§ Text for analysis
★ ★ ★ ★ ★ ★ ★

Amazon Transcribe is an ASR (automatic speech recognition) service used to add speech-to-text capability to applications. With Transcribe, a user can “analyze audio files stored in Amazon S3 and have the service return a text file of the transcribed speech. You can also send a live audio stream to Amazon Transcribe and receive a stream of transcripts in real time.”
Amazon Translate is a neural machine translation service that “delivers fast, high-quality, and affordable language translation.” It uses deep learning models to produce more natural sounding translation than the typical statistical translation algorithms. With it, you can localize content for international users, and efficiently translate large volumes of text.
Also worth knowing
In addition to the core services/APIs listed above, a few others AWS-related products to be aware of are:
Amazon DeepLens — “(A) fully programmable video camera, tutorials, code, and pre-trained models designed to expand deep learning skills.”

★ ★ ★ ★ ★ ★ ★

§ Records provided
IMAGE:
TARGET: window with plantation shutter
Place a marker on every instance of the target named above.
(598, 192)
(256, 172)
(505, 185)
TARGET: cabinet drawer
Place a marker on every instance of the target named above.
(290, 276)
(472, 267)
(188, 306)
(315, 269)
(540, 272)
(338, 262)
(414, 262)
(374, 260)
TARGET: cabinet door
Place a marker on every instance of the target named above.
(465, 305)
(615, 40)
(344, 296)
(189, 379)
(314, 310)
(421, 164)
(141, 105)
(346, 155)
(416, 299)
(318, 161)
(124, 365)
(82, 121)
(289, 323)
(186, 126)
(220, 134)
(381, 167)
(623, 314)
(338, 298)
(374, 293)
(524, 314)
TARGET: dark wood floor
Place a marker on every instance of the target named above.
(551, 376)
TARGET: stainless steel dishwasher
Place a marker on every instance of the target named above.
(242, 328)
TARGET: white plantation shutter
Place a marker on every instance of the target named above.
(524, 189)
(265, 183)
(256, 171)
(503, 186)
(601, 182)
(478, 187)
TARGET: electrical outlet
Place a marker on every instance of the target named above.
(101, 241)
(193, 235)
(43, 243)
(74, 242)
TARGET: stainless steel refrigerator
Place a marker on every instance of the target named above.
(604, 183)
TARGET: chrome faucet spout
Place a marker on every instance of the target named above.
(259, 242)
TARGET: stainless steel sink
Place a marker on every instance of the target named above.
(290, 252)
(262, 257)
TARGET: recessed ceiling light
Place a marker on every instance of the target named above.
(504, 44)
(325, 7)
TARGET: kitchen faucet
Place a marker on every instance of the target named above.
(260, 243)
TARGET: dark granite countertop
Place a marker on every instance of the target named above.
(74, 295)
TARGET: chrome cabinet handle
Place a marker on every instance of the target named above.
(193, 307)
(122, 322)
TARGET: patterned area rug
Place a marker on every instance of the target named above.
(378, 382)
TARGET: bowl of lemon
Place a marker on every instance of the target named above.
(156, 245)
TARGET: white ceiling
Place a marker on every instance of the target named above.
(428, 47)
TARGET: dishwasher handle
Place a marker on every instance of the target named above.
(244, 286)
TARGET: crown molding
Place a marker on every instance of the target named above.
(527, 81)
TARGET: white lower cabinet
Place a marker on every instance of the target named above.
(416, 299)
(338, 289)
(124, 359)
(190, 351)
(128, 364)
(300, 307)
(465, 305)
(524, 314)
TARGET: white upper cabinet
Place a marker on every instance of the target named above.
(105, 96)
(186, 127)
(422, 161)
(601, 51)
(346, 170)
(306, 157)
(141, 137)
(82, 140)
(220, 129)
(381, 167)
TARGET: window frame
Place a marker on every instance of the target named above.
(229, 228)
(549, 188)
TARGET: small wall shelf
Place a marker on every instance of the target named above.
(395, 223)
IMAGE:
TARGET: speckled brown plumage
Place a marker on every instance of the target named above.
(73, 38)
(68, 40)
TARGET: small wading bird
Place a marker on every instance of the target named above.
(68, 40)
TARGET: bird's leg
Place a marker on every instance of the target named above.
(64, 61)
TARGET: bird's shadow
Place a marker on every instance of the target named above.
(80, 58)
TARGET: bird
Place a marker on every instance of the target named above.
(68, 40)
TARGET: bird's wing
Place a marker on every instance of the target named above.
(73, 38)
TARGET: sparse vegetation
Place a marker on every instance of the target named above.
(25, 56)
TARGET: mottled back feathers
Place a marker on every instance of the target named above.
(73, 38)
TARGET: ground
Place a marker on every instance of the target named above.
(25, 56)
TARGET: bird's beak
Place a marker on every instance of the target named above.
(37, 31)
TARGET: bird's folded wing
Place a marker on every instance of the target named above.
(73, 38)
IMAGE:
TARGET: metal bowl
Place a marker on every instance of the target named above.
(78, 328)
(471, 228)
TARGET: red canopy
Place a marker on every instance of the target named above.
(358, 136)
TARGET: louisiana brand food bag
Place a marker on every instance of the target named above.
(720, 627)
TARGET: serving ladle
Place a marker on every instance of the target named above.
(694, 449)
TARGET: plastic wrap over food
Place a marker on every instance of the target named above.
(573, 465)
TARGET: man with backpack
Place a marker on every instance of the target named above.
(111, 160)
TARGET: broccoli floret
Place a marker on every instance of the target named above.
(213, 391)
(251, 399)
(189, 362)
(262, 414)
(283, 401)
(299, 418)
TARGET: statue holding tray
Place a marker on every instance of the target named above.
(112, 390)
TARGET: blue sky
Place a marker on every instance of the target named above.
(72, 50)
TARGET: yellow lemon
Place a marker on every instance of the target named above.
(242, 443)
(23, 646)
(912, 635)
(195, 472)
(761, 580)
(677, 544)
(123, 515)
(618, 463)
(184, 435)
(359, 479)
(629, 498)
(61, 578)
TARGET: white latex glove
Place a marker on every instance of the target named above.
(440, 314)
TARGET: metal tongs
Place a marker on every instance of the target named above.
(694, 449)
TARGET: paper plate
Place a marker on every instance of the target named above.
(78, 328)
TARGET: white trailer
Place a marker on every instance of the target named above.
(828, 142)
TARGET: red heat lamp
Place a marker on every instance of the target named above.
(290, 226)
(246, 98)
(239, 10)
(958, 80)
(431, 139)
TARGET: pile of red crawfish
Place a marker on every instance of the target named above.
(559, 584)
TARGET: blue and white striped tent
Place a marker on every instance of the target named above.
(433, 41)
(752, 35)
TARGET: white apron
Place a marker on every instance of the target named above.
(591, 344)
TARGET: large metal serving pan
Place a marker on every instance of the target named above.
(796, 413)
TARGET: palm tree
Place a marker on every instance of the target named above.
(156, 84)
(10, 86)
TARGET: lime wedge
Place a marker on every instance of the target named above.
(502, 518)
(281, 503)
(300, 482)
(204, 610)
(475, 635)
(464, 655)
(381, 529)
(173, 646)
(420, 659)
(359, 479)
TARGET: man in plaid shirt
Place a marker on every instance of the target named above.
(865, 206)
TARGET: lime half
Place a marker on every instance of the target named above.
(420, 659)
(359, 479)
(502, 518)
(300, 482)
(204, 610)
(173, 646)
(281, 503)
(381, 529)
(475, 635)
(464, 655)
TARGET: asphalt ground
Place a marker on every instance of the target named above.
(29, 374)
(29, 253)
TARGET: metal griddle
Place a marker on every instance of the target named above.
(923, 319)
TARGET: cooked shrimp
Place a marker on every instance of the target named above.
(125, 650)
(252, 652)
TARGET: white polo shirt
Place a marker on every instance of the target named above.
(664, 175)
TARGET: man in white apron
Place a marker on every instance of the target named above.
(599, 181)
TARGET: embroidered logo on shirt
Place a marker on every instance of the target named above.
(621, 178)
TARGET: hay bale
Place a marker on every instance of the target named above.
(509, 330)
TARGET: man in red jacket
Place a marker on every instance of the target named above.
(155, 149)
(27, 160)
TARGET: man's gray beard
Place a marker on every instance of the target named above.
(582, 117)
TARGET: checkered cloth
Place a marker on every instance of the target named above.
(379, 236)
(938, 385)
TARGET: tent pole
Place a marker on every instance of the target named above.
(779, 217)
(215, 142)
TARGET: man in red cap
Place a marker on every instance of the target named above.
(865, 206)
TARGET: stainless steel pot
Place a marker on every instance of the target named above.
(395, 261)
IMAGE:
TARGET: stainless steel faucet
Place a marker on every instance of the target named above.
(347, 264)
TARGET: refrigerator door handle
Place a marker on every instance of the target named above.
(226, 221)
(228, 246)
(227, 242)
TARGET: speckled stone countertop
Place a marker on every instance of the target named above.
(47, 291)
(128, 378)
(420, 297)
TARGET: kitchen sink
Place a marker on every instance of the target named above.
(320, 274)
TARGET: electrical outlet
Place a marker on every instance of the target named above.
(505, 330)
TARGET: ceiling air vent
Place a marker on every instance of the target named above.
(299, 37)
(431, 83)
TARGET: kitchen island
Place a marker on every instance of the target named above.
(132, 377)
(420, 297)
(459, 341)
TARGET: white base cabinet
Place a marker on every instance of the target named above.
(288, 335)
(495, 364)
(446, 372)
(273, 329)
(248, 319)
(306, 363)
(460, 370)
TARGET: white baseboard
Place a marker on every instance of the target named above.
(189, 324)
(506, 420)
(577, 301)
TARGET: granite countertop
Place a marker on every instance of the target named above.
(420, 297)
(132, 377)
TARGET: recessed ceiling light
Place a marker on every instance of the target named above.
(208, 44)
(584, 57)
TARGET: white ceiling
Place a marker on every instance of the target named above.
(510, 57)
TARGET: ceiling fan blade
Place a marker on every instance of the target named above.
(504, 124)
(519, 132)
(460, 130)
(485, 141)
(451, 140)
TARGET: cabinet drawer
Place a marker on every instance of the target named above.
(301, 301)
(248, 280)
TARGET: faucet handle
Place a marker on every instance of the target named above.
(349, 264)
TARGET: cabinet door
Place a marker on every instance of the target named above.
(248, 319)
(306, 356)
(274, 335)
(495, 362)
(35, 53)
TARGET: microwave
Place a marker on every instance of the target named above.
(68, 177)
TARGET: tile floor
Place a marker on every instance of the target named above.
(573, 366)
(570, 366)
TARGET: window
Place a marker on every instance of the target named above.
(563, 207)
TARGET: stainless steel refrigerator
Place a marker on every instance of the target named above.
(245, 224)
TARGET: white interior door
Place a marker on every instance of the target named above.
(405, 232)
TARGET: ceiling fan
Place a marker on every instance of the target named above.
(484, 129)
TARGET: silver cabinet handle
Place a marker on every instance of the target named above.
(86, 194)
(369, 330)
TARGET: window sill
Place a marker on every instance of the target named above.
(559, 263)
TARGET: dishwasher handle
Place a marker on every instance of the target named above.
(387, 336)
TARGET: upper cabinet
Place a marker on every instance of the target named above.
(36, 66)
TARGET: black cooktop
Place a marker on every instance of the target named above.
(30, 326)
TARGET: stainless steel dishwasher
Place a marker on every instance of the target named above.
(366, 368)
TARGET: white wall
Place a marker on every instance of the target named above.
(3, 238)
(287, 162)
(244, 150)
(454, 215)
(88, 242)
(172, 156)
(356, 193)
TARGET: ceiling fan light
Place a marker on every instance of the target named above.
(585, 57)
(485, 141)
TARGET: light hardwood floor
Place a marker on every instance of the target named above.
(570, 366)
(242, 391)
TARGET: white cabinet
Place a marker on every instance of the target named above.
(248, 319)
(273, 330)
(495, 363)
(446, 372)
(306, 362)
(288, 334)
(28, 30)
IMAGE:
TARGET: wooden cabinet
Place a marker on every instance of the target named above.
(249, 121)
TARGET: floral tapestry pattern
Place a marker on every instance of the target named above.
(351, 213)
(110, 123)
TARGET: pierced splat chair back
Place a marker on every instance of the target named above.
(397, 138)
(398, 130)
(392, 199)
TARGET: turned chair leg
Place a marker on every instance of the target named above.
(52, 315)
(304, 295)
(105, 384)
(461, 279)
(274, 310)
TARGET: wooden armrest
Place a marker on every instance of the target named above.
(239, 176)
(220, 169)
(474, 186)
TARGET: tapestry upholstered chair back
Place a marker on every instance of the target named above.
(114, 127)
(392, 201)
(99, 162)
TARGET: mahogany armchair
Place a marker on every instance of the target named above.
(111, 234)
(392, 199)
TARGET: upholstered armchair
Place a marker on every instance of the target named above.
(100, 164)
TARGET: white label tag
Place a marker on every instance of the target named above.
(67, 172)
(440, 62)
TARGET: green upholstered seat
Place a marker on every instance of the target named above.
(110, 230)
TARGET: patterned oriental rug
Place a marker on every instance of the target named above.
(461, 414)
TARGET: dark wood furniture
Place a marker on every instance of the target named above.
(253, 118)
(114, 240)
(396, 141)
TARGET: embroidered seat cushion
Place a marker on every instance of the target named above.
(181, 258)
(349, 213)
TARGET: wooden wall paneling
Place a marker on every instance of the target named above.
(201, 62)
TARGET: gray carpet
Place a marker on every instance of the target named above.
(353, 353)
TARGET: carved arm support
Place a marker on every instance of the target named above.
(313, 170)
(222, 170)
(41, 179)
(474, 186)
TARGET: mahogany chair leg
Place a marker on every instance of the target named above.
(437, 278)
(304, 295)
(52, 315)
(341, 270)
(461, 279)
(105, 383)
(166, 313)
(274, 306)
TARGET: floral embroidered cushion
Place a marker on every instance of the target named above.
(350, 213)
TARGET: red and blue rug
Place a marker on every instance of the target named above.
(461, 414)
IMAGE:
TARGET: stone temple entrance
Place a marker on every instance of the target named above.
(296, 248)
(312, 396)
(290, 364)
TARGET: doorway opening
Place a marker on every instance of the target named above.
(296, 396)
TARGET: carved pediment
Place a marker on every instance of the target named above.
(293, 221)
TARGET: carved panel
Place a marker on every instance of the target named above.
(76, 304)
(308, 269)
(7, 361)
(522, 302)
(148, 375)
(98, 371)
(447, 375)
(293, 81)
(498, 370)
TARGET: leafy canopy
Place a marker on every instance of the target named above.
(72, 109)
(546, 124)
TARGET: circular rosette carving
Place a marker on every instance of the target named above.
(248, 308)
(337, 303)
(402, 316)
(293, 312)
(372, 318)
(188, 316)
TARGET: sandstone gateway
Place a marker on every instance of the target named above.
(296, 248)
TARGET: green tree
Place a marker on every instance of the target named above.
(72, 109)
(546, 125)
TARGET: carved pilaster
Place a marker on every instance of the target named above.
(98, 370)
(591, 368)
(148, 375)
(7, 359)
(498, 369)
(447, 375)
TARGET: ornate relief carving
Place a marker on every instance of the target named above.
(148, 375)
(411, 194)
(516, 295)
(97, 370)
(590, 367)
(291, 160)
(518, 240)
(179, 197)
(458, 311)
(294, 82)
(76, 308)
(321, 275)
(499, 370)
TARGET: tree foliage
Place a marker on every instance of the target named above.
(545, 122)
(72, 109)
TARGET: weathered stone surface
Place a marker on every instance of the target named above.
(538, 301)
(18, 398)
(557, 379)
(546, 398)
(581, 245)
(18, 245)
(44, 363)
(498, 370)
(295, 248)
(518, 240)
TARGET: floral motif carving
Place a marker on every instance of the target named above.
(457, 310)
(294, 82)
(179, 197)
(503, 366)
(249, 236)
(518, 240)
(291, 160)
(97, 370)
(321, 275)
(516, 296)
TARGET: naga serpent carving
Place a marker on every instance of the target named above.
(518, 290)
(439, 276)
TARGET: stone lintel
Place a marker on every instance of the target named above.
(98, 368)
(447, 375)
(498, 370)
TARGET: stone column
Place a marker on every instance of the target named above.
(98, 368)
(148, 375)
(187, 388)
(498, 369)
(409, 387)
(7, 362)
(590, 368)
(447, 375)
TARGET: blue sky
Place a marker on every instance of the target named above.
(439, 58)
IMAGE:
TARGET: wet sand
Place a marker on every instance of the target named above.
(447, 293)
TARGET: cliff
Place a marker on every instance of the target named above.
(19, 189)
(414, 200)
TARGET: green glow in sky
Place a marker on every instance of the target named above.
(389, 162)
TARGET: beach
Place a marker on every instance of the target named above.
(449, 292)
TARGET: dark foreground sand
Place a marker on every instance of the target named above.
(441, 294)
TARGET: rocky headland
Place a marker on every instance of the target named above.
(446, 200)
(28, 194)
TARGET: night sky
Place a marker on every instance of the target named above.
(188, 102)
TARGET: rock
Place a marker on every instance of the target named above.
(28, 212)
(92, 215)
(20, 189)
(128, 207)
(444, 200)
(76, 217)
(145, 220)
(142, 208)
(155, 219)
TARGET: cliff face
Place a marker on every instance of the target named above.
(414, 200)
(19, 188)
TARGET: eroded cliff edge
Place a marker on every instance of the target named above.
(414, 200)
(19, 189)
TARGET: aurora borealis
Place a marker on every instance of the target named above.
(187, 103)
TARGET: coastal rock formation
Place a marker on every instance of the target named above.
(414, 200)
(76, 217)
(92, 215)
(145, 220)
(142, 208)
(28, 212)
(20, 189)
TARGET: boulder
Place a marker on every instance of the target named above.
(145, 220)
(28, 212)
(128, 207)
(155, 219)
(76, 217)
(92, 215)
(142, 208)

★ ★ ★ ★ ★ ★ ★

§ Activity list
a: Copy the part of the AWS services text from "Amazon Translate is" to "volumes of text." word for word.
b: In the AWS services text, what does Amazon Translate use to produce more natural-sounding translation than typical statistical algorithms?

§ List of solutions
a:
Amazon Translate is a neural machine translation service that “delivers fast, high-quality, and affordable language translation.” It uses deep learning models to produce more natural sounding translation than the typical statistical translation algorithms. With it, you can localize content for international users, and efficiently translate large volumes of text.

b: Deep learning models.